• Uw opdrachten
a) Leg in één tot drie zinnen uit waardoor de ruimte van de beweging volgens het bronfragment over de beweging van het paard mogelijk wordt, en wat daaronder wordt verstaan.
b) Wat wordt bij de tuigpaarden volgens het bronfragment graag gezien?
c) Schrijf uit het bronfragment het gedeelte over dat begint bij de woorden "De ruimte van" en stop na "onder de massa.".

• Bronfragment
+++

Acceptatie bit: ook wordt er gekeken of het paard het bit accepteert, of dat hij er last van heeft. Bijvoorbeeld een gesloten mond waarbij het paard licht schuimt of een vriendelijk orenspel, geven aan dat het paard het bit accepteert.
Onder de beweging vallen een aantal onderdelen:
De takt: dit is de gelijkmatigheid van de beweging naar afstand en tijd. Daarbij wordt er gekeken naar de bijbehorende balans en coördinatie van de gangen.
De regelmaat: dat is de gelijkmatigheid van de beweging naar afstand (iedere pas even groot).
Het ritme: dat is de gelijkmatigheid van de beweging naar tijd (iedere pas duurt even lang).
De ruimte van de beweging: dit wordt door een rustige bewegingsafloop mogelijk i.p.v. door snelheid. Onder een rustige bewegingsafloop wordt verstaan: het moment van optimale inbuiging van het achterbeen gevolgd door een maximale onderbrenging onder de massa.
Het zweefmoment: de tijdsduur van het moment dat het paard in elke drafpas met kracht loskomt van de grond. Bij de tuigpaarden wordt graag een duidelijk en lang zweefmoment gezien.

+++

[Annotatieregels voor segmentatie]

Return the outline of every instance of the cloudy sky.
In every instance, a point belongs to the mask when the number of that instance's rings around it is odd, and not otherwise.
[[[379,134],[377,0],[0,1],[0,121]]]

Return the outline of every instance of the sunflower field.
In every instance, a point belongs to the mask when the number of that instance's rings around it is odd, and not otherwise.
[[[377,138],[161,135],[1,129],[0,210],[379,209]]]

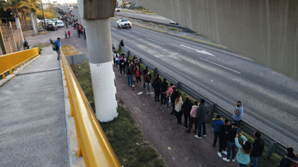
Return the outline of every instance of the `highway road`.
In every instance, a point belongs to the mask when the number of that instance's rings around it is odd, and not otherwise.
[[[73,13],[78,15],[77,9]],[[158,18],[154,17],[154,21]],[[126,48],[231,113],[236,102],[241,101],[244,120],[298,150],[297,82],[256,62],[196,42],[133,25],[121,29],[112,19],[110,25],[113,43],[118,45],[123,39]]]

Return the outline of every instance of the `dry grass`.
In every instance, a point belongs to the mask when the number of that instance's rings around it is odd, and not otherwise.
[[[72,45],[62,45],[61,46],[61,49],[64,54],[65,56],[78,55],[80,54],[80,52]]]

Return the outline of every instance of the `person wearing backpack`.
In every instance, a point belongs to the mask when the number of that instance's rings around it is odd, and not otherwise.
[[[57,59],[59,60],[60,59],[60,38],[58,38],[57,40],[55,41],[54,44],[56,45],[56,52],[58,54],[57,55]]]
[[[134,73],[135,74],[135,76],[137,80],[137,86],[139,86],[138,81],[140,81],[140,84],[142,84],[142,82],[141,82],[141,71],[139,69],[139,66],[136,66],[135,70],[134,70]]]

+++

• Uitwerking per opdracht
a) De ruimte van de beweging wordt mogelijk door een rustige bewegingsafloop en niet door snelheid. Onder een rustige bewegingsafloop wordt het moment van optimale inbuiging van het achterbeen verstaan, gevolgd door een maximale onderbrenging onder de massa.

b) Een duidelijk en lang zweefmoment.

c)
De ruimte van de beweging: dit wordt door een rustige bewegingsafloop mogelijk i.p.v. door snelheid. Onder een rustige bewegingsafloop wordt verstaan: het moment van optimale inbuiging van het achterbeen gevolgd door een maximale onderbrenging onder de massa.